Task to complete: Show every line of the material that follows in which the word "below" occurs.

Available data:
--------------------------------
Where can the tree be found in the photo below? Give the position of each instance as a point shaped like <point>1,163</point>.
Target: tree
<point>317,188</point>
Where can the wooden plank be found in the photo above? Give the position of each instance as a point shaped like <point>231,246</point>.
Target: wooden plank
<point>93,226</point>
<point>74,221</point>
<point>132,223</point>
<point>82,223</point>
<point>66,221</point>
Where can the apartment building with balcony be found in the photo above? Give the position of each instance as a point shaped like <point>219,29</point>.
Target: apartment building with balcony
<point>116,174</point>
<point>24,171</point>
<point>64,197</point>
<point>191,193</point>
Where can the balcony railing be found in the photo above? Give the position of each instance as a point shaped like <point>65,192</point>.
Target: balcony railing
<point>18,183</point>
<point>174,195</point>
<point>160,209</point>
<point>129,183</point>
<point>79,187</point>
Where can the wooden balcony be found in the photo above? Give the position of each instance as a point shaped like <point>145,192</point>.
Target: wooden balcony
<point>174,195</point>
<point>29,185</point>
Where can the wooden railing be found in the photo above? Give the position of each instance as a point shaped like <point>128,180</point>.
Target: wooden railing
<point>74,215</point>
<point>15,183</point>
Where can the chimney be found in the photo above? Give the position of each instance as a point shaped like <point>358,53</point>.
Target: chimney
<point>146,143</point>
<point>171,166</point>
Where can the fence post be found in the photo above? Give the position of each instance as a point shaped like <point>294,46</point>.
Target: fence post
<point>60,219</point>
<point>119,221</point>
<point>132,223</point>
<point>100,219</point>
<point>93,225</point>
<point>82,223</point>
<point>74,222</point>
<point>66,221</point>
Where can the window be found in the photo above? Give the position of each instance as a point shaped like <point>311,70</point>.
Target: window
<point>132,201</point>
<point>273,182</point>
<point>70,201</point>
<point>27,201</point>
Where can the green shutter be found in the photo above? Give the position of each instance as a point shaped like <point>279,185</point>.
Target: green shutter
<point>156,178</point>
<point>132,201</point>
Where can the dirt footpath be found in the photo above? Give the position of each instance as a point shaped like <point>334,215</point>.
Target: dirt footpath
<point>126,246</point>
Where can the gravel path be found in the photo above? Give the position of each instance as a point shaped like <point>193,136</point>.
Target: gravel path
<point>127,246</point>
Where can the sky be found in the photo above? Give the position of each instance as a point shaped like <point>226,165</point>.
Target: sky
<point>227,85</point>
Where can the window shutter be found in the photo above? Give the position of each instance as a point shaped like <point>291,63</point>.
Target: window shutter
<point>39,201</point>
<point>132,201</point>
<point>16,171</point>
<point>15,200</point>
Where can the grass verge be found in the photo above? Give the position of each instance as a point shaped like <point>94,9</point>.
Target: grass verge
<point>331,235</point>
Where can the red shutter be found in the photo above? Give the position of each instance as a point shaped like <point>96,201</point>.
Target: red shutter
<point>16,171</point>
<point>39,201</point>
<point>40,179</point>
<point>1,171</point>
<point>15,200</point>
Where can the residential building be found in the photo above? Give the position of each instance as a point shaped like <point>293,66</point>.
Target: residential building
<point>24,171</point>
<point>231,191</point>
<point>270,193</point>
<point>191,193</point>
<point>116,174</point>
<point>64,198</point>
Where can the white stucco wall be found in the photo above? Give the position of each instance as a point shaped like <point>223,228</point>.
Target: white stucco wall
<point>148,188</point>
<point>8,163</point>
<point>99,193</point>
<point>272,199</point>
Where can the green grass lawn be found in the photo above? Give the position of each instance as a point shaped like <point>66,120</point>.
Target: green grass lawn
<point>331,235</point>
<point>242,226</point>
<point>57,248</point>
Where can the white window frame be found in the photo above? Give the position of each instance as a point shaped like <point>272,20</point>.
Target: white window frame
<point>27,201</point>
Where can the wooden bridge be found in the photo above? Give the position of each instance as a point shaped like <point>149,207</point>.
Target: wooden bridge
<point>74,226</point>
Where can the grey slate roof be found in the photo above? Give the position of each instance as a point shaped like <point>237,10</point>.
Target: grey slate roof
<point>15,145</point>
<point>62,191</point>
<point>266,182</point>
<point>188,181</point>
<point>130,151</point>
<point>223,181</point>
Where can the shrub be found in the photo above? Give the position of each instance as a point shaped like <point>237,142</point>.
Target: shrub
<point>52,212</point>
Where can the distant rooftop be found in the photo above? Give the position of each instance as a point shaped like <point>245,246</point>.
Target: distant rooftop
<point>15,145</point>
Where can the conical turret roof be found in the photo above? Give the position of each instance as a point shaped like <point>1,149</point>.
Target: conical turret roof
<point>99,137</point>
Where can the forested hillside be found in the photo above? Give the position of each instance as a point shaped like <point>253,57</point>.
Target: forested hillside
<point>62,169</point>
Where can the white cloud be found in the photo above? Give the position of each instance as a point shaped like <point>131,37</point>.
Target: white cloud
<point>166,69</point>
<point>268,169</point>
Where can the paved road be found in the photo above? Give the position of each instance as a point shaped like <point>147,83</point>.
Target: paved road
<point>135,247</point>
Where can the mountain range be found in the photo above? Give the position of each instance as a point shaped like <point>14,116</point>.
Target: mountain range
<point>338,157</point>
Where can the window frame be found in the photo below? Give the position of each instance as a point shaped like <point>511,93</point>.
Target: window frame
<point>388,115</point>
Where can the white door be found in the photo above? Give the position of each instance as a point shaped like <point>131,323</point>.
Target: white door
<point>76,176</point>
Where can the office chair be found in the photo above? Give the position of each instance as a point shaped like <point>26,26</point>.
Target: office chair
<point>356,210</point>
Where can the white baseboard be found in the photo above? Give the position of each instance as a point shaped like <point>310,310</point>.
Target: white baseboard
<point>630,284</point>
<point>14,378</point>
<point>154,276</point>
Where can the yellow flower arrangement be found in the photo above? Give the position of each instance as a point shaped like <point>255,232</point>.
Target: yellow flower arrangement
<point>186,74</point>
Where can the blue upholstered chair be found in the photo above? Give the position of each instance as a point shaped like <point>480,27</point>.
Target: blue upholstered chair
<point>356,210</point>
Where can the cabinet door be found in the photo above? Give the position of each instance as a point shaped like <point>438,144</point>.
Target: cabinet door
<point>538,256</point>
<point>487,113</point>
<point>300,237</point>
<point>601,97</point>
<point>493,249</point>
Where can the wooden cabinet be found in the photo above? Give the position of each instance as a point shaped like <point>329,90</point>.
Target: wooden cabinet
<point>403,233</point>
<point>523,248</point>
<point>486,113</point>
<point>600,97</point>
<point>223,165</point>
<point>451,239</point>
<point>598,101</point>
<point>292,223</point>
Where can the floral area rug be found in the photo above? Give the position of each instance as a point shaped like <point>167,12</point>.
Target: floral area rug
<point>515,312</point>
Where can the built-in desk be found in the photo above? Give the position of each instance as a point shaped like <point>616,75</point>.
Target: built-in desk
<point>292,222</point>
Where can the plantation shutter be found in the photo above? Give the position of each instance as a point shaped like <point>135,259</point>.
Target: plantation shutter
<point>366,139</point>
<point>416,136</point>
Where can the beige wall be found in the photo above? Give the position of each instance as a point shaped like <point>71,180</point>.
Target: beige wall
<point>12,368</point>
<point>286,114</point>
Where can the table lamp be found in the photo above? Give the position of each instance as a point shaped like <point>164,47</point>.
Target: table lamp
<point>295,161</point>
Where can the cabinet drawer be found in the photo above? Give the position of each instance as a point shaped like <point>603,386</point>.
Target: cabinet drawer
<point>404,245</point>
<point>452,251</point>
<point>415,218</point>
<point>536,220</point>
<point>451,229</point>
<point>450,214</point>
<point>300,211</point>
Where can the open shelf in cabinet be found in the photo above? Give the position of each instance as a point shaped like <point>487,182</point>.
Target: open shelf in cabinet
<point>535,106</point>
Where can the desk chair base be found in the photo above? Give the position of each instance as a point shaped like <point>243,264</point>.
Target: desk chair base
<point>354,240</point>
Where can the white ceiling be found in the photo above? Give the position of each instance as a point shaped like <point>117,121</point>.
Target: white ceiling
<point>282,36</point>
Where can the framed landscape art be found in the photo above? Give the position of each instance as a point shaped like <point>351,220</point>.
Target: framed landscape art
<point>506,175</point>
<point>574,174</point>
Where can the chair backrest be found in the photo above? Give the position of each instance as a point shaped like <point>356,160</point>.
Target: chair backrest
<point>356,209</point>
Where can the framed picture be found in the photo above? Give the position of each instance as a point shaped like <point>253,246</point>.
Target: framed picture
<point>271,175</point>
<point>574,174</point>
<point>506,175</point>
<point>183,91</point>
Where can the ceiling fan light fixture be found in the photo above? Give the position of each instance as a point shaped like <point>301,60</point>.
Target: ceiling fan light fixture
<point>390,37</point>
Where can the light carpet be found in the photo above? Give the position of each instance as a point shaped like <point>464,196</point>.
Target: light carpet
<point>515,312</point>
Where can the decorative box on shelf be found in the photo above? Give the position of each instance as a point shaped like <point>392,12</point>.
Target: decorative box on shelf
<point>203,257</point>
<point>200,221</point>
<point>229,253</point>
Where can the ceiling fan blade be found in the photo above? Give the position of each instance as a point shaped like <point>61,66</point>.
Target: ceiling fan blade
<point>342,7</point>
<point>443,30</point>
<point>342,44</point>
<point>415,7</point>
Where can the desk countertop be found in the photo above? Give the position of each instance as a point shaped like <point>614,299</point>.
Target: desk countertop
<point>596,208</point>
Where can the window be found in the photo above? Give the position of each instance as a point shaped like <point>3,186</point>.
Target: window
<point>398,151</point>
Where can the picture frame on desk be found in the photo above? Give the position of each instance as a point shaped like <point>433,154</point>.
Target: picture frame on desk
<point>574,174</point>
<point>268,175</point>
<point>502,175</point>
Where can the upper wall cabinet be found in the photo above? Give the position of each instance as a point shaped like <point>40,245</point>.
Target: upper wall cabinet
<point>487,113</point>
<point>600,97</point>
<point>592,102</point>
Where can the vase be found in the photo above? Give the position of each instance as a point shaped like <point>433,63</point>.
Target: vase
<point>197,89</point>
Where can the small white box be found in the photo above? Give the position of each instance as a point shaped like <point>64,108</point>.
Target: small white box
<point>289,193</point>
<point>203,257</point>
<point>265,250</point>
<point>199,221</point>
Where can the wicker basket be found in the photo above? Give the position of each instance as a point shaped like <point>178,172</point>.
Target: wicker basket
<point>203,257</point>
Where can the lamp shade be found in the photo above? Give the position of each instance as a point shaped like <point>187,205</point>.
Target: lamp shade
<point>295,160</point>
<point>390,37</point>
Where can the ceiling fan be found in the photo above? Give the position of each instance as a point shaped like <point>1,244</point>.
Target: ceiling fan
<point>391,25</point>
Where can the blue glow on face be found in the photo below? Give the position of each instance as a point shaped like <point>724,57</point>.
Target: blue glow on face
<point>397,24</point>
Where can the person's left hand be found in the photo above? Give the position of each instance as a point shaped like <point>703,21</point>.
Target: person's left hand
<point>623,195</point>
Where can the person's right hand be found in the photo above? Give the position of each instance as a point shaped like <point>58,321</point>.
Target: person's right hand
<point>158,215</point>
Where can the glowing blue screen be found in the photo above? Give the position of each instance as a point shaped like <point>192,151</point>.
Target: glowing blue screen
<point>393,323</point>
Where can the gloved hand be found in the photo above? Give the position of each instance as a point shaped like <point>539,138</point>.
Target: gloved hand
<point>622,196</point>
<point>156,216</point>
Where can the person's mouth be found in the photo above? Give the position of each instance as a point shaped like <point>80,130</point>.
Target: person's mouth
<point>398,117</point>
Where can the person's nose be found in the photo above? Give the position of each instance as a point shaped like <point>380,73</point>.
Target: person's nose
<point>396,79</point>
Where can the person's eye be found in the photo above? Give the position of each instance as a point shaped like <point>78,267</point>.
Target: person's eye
--------------------------------
Answer to the exercise:
Where can the tree be found in the photo below? Give the position of each instance as a point shaped like <point>1,163</point>.
Where can the window frame be found in the photo below? Give the position of each instance as a point shaped like <point>511,93</point>.
Where can the blue glow on face be found in the photo below? Give the position of each instance as a point shaped like <point>724,57</point>.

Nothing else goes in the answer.